Top of MATERIAL FOR THIS EXERCISE

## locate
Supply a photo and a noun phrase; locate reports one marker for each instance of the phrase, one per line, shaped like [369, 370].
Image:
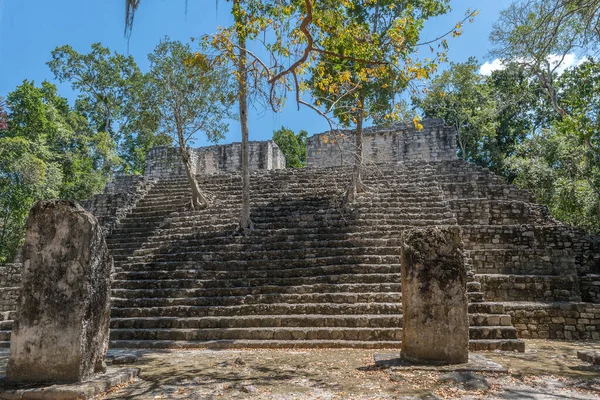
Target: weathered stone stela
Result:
[435, 326]
[61, 330]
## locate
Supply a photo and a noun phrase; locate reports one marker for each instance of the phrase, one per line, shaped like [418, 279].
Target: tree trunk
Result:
[199, 200]
[245, 222]
[356, 184]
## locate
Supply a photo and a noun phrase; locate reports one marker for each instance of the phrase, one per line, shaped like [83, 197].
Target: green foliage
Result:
[460, 97]
[292, 145]
[48, 151]
[192, 93]
[552, 167]
[115, 98]
[369, 57]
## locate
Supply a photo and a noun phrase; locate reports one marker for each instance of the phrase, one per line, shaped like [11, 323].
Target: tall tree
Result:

Bottom of MATERIAL FOR THIS EXERCISE

TO DO:
With the images left out, set down each record exactly as it appears.

EXPECTED ANSWER:
## locate
Supply a photo and a noun phrase; locate reports one marker for each instance of the phrase, one per line, shaped like [369, 370].
Image:
Target: weathered stone stela
Result:
[435, 326]
[61, 330]
## locate
Supply a photo and a noun phrase; locate reports one marker for each instance of the phrase, one per line, shaped like [418, 279].
Target: tree trunk
Result:
[199, 200]
[245, 222]
[356, 184]
## locate
Supply a photo and a noun phrase; locate reports one marker for each instance of the phrase, one per line, shaped like [83, 197].
Target: green foliage
Result:
[460, 97]
[292, 145]
[48, 151]
[192, 93]
[552, 167]
[115, 98]
[369, 57]
## locate
Supply a photo and a noun phrase; locate reports one marker for each instance of the phrase, one per line, shaped like [11, 323].
Target: tall tree
Result:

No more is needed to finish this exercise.